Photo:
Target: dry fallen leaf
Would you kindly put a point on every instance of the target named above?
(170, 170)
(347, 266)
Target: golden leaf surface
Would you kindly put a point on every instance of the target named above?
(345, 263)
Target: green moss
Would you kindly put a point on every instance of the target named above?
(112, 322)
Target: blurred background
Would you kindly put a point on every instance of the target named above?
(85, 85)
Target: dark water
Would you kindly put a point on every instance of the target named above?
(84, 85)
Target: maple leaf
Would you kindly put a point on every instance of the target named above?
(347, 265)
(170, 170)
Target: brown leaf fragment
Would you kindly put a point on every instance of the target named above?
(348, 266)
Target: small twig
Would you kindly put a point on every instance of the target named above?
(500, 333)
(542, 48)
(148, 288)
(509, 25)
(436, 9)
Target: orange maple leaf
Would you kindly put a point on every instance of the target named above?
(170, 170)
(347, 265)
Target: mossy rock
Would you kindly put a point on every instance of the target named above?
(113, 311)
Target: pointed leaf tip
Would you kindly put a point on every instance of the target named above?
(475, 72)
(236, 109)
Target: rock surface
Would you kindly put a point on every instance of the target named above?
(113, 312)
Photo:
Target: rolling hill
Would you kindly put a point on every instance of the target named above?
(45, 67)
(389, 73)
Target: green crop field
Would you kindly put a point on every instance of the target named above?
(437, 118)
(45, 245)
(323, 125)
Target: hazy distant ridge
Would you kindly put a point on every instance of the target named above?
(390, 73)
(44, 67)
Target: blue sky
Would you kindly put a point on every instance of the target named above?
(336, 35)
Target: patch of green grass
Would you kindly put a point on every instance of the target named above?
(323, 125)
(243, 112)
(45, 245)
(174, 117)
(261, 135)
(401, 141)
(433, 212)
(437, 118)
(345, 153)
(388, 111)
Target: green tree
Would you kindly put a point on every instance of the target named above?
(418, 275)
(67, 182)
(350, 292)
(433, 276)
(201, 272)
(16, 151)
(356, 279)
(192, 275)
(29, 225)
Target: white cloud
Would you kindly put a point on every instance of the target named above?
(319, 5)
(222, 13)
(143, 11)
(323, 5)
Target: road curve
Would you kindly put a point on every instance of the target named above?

#### [What the task requires]
Taking care to match every character, output all of the entries above.

#### [Solution for this task]
Photo:
Target: dry fallen leaf
Would you kindly put a point on every instance of the target named above?
(170, 170)
(347, 266)
Target: golden leaf surface
Would you kindly put a point on every instance of the target named above?
(345, 263)
Target: green moss
Would you kindly put a point on every instance of the target named above?
(112, 322)
Target: blurred background
Would you kindly put a point on every instance of the target named above?
(85, 85)
Target: dark water
Would you kindly put a point on every instance of the target named above?
(84, 85)
Target: maple leaf
Would you kindly put a point on every instance of the target named above?
(347, 265)
(170, 170)
Target: brown leaf fragment
Would you kindly put a point on every instance of the target named above?
(348, 266)
Target: small twig
Would you kindly put a point on every instance of the target named above?
(500, 333)
(542, 48)
(148, 288)
(509, 25)
(436, 9)
Target: orange maple leaf
Would you kindly put a point on every instance of the target named above?
(170, 170)
(347, 265)
Target: mossy rock
Would you kindly put a point on every instance of the target named above?
(113, 311)
Target: pointed leaf tip
Would you kindly put a point on every instance of the target named above?
(475, 72)
(236, 109)
Target: rock surface
Would you kindly put a point on every instance of the target named above?
(113, 312)
Photo:
Target: rolling hill
Would you kindly put a point on every instance of the target named above?
(45, 67)
(389, 73)
Target: green crop field
Would you kindly put a point on every instance of the target named above?
(437, 118)
(45, 245)
(323, 125)
Target: hazy distant ridge
Would you kindly put a point on every instance of the target named above?
(390, 73)
(44, 67)
Target: blue sky
Would you kindly put a point on every instance of the target named above?
(336, 35)
Target: patch of green grass
Would you kindly put a point on every instance of the target named above?
(323, 125)
(243, 112)
(45, 245)
(174, 117)
(261, 135)
(401, 141)
(433, 212)
(437, 118)
(345, 153)
(388, 111)
Target: green tree
Would you kindly put a point on every instance of the target named above?
(418, 275)
(67, 182)
(350, 292)
(433, 276)
(201, 272)
(16, 151)
(356, 279)
(192, 275)
(29, 225)
Target: white cloud
Would you kindly put a point on every instance of the target named above?
(319, 5)
(222, 13)
(143, 11)
(323, 5)
Target: road curve
Would you kindly put a point on every instance of the target named above?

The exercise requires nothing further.